Dataset entries about object locations
┄┄┄┄┄┄┄┄┄┄

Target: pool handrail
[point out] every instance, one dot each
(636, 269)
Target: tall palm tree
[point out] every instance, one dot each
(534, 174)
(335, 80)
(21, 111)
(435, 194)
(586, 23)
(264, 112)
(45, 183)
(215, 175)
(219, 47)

┄┄┄┄┄┄┄┄┄┄

Job
Please reproduce every line of the entries above, requests included, and reduce both values of each answer coordinate pair by 20.

Response
Target: pool handrail
[point out] every instance, one dot each
(616, 249)
Target: tall palm tree
[point out] every instance, one dot each
(514, 154)
(315, 60)
(1, 91)
(415, 174)
(566, 3)
(244, 92)
(25, 163)
(195, 155)
(199, 27)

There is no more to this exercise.